• **EXERCISE OBJECTIVE**: Pull out every line of the records below that contains the string "space", and copy each such line unchanged.

• **RAW RECORDS**:
========
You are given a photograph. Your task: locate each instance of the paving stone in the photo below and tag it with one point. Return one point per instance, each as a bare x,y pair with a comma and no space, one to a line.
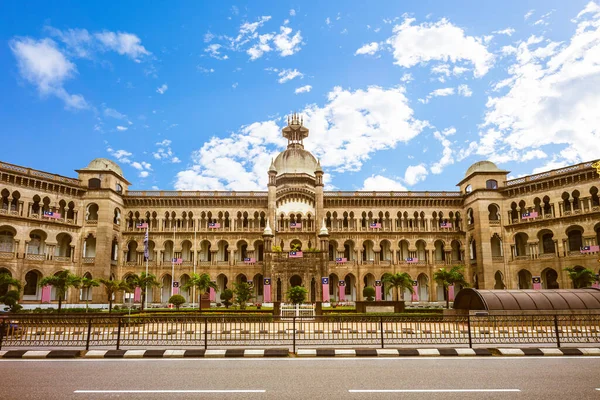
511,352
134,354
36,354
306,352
========
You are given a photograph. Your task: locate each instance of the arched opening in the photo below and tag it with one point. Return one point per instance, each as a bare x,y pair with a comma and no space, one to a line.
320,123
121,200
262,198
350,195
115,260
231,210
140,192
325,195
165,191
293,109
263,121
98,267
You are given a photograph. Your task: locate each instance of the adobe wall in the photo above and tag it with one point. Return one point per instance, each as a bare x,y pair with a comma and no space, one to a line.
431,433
========
• **EXERCISE RESPONSE**:
You are given a photograph. Your task: locate each instance of the paving stone in the photo below and tag it with one point. Return one point per instance, each as a bare x,y pair with a comma and no space, one to a line.
You are given a photograph. Your task: locate each instance of the arched opening in the photo below and tag it with one point. Return one point per instance, each as a bare x,y pair with a comma and no space, one to a line.
You are given a photograph. Your task: locate each instance of the adobe wall in the photo above and tag it with one point. Return one point per instance, each as a bare x,y pair with a comma and no space, one to a line.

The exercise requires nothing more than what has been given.